__Stated goal a__: In the forum thread comparing Nate and Nick Diaz, which opponent does Skullpunch say Nick fought to a bizarre no contest?

__Source document__:
--------------------------------

# Nate Diaz vs nick Diaz



## Kenpoguy123 (May 28, 2016)

Personally I think Nate is better than nick. I'm way more a fan of Nate. When Nate does his trash talk and taunting it just feels like he's imitating his idiot brother when nick does it he just seems like a scumbag. Nate seems to be a better person. Also they keep giving nick main event slots but his last win was against over the hill bj penn every fight after that he's been easily beaten. Whereas Nate has wins over top competition and actually passes his drug tests and doesn't ***** and retire after every loss. I do reckon Nate could beat nick and reckon he could do a lot better if he got away from nick and his dumb ways of living and focused properly on his career


----------



## Skullpunch (Jun 2, 2016)

Kenpoguy123 said:


> Also they keep giving nick main event slots but his last win was against over the hill bj penn every fight after that he's been easily beaten.



Stopped reading here, you're blinded by your hate.

Nick fought 3 times after Penn - an even fight with Condit (who should be champ right now but he got robbed blind against Lawler), a decision loss to GSP, and a bizarre no contest against Anderson Silva…all 3 champs/former champs btw.


----------



## Buka (Jun 2, 2016)

I've never thought about this before. Interesting, to say the least!


----------



## Kenpoguy123 (Jun 3, 2016)

Skullpunch said:


> Stopped reading here, you're blinded by your hate.
> 
> Nick fought 3 times after Penn - an even fight with Condit (who should be champ right now but he got robbed blind against Lawler), a decision loss to GSP, and a bizarre no contest against Anderson Silva…all 3 champs/former champs btw.


He easily lost to condit the only people who think he won are people who don't understand fighting and think just because he was moving forward that equals winning, easily lost every round to Gsp and easily lost every round to Anderson silva and he still thinks he deserves a title shot. Those are facts and after every loss he has a sulk and retires or demands more money


----------



## Skullpunch (Jun 14, 2016)

Kenpoguy123 said:


> He easily lost to condit the only people who think he won are people who don't understand fighting and think just because he was moving forward that equals winning, easily lost every round to Gsp and easily lost every round to Anderson silva and he still thinks he deserves a title shot. Those are facts and after every loss he has a sulk and retires or demands more money



I didn't say he got robbed against Condit, I said he fought evenly with him, which is a plain fact.  As for Silva and GSP, he did lost every round but losing every round doesn't mean it was an easy fight, which is why GSP's face looked like he had been abused after the fight and Silva collapsed with relief after he was declared the winner.

Not sure how your comments on his attitude are relevant to my post?  I never said he'd be my first choice for a family counselor.


----------



## Kickboxer101 (Jun 18, 2016)

Skullpunch said:


> I didn't say he got robbed against Condit, I said he fought evenly with him, which is a plain fact.  As for Silva and GSP, he did lost every round but losing every round doesn't mean it was an easy fight, which is why GSP's face looked like he had been abused after the fight and Silva collapsed with relief after he was declared the winner.

--------------------------------

Records from a collection:
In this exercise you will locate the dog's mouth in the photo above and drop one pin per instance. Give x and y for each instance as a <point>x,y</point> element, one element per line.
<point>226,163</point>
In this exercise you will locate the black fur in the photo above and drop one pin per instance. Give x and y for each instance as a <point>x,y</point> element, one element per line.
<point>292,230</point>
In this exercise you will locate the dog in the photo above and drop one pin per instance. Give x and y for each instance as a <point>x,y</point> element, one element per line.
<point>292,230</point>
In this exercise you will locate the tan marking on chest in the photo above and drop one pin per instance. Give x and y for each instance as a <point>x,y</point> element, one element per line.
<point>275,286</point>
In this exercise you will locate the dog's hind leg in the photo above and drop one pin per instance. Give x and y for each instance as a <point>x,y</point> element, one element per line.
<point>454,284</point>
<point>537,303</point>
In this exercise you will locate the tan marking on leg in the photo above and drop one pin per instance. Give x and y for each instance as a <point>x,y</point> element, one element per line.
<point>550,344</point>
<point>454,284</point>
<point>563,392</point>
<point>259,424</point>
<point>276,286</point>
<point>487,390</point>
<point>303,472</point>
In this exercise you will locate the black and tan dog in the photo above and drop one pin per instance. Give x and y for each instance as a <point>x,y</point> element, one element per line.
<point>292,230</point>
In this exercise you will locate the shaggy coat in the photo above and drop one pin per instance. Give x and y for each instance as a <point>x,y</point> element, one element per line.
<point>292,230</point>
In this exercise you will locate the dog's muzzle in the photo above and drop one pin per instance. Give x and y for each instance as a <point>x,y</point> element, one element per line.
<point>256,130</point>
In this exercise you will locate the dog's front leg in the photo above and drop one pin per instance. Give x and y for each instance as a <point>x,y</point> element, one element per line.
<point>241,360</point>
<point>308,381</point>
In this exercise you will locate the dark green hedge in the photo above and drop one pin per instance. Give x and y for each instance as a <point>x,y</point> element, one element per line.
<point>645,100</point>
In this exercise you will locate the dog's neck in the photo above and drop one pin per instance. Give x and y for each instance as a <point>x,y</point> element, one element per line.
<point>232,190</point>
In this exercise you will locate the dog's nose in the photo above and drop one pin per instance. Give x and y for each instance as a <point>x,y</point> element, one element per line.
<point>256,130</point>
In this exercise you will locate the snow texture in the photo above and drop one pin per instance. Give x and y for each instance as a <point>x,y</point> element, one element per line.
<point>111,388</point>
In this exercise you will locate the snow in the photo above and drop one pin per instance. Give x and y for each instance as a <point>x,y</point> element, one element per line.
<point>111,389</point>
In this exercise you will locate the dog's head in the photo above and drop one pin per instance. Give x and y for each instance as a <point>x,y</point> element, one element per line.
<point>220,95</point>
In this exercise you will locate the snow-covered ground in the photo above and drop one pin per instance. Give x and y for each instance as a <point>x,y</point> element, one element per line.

--------------------------------

__Stated goal b__: Scale the listing's coordinates: starting at its first line and stopping after the line that contains "<point>537,303</point>", write out only those lines again, requests included, with every coordinate in the answers multiplied by 0.5 and rounded to a whole number, halves rounded up.

__Correct response a__: Anderson Silva

__Correct response b__:
In this exercise you will locate the dog's mouth in the photo above and drop one pin per instance. Give x and y for each instance as a <point>x,y</point> element, one element per line.
<point>113,82</point>
In this exercise you will locate the black fur in the photo above and drop one pin per instance. Give x and y for each instance as a <point>x,y</point> element, one element per line.
<point>146,115</point>
In this exercise you will locate the dog in the photo above and drop one pin per instance. Give x and y for each instance as a <point>x,y</point> element, one element per line.
<point>146,115</point>
In this exercise you will locate the tan marking on chest in the photo above and drop one pin per instance. Give x and y for each instance as a <point>x,y</point> element, one element per line.
<point>138,143</point>
In this exercise you will locate the dog's hind leg in the photo above and drop one pin per instance. Give x and y for each instance as a <point>x,y</point> element, one element per line.
<point>227,142</point>
<point>269,152</point>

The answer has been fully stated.